• WHAT THIS TASK INVOLVES
Copy out all of the material below word for word, leaving out the pictures.

• GIVEN RECORDS
━━━━━━━━━━

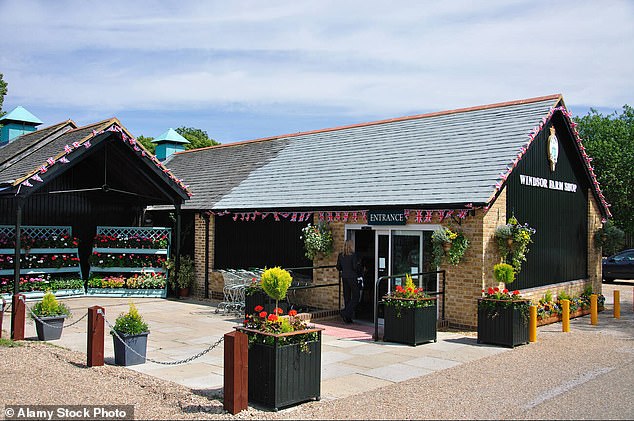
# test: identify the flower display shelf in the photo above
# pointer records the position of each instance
(503, 323)
(284, 375)
(129, 242)
(411, 326)
(50, 241)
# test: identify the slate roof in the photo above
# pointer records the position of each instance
(437, 159)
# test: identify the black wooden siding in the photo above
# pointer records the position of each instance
(260, 243)
(559, 250)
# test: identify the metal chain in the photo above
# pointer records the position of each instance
(183, 361)
(35, 316)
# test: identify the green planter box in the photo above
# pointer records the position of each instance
(505, 325)
(412, 326)
(284, 375)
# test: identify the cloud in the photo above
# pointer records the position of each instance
(355, 57)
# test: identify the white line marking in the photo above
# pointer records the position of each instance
(567, 386)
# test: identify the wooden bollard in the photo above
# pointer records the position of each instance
(594, 309)
(565, 315)
(532, 324)
(18, 308)
(236, 372)
(94, 352)
(4, 303)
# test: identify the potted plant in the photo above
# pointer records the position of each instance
(129, 336)
(182, 280)
(317, 240)
(49, 315)
(410, 315)
(448, 244)
(502, 317)
(284, 352)
(513, 239)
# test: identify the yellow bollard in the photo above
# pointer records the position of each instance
(565, 315)
(532, 324)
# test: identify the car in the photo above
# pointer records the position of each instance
(619, 266)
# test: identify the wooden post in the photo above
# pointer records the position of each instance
(532, 325)
(95, 333)
(236, 372)
(18, 308)
(565, 315)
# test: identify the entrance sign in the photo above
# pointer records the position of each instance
(378, 217)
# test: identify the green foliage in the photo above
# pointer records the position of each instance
(49, 306)
(609, 140)
(458, 246)
(197, 138)
(513, 239)
(147, 143)
(317, 239)
(275, 282)
(503, 272)
(130, 323)
(186, 274)
(610, 238)
(3, 92)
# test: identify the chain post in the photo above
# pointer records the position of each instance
(95, 340)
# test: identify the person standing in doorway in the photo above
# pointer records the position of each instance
(347, 265)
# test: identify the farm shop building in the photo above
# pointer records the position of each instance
(387, 185)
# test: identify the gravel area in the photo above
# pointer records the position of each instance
(527, 382)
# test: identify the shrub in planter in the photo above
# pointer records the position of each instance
(284, 352)
(129, 336)
(410, 315)
(49, 315)
(502, 318)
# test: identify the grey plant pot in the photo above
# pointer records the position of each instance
(49, 328)
(123, 355)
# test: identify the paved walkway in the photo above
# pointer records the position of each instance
(351, 361)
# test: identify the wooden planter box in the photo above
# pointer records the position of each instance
(261, 298)
(506, 325)
(411, 326)
(123, 355)
(49, 328)
(284, 375)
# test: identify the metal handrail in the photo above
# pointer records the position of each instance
(386, 277)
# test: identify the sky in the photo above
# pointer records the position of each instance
(248, 69)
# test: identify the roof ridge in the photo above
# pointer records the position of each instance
(556, 97)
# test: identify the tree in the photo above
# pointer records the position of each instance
(3, 92)
(609, 140)
(197, 138)
(147, 143)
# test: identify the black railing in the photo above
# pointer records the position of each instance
(311, 285)
(413, 275)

━━━━━━━━━━

• COMPLETE ANSWER
# test: identify the flower display shelf in the photo above
# pointer records the position of each instance
(503, 323)
(284, 375)
(129, 242)
(411, 326)
(50, 241)
# test: identify the slate roof in the photo above
# pointer records the position of each instance
(437, 159)
# test: identify the black wooden siding in the photo above
# pointer records the position of each instance
(260, 243)
(559, 250)
# test: identify the metal chain in the photo above
# pointer records the position of each instance
(183, 361)
(35, 316)
# test: identify the green planter box in the photo above
# pointer records the position of each instance
(505, 325)
(412, 326)
(284, 375)
# test: identify the cloud in the photo above
# pointer records the position of each instance
(355, 57)
# test: identify the white line marking in the photo above
# pointer records the position of each instance
(567, 386)
# test: identify the wooden bollard in the photo above
# pointer records the position of each instance
(594, 309)
(565, 315)
(532, 324)
(18, 308)
(236, 372)
(94, 352)
(4, 303)
# test: identify the potted plant in the photo above
# pointer records the position of each instance
(129, 336)
(182, 280)
(317, 240)
(49, 315)
(410, 315)
(448, 244)
(502, 317)
(284, 352)
(513, 239)
# test: identify the yellow bollard in the photo above
# pointer records the position of each instance
(565, 315)
(532, 324)
# test: identify the car in the photo above
# pointer records the position of each instance
(619, 266)
# test: identify the wooden post in the photo above
# pointer records the position of each instance
(532, 325)
(95, 333)
(236, 372)
(18, 308)
(565, 315)
# test: identify the entrance sign in the photo above
# pointer records the position of each instance
(378, 217)
# test: identify the green foliage in the photo above
# pointer records the position of each instance
(49, 306)
(609, 140)
(458, 246)
(197, 138)
(513, 239)
(147, 143)
(317, 239)
(275, 282)
(503, 272)
(130, 323)
(186, 274)
(610, 238)
(3, 92)
# test: identify the chain post in the photo above
# pointer records the position of each instance
(95, 340)
# test: identify the person standing in doorway in the photo above
# pointer records the position of each instance
(347, 265)
# test: identify the farm shop building in the photo above
# pointer records the position of each instance
(387, 185)
# test: identify the gravel area in the photo above
# pointer records the position of each instance
(527, 382)
# test: identify the shrub in planter in the photo above
# pointer records the position of each instance
(284, 352)
(129, 336)
(410, 315)
(49, 315)
(502, 318)
# test: identify the grey plant pot in the photo above
# pointer records the position of each instance
(49, 328)
(123, 355)
# test: identify the paved walkway in the photo above
# pointer records the position of each instance
(351, 361)
# test: identify the wooden planter box in the photo above
# pointer records the position of each instance
(261, 298)
(506, 325)
(411, 326)
(123, 355)
(49, 328)
(284, 375)
# test: identify the metal handrail in the photo above
# pointer records the position of each instance
(386, 277)
# test: identify the sky in the photo above
# pointer records the position of each instance
(248, 69)
# test: identify the roof ridge in the photo above
# pointer records the position of each instance
(556, 97)
# test: identify the tree in the photo above
# pointer records the position of each instance
(3, 92)
(609, 140)
(197, 138)
(147, 143)
# test: identify the black railing in the photo above
# pointer records the position of each instance
(311, 285)
(413, 275)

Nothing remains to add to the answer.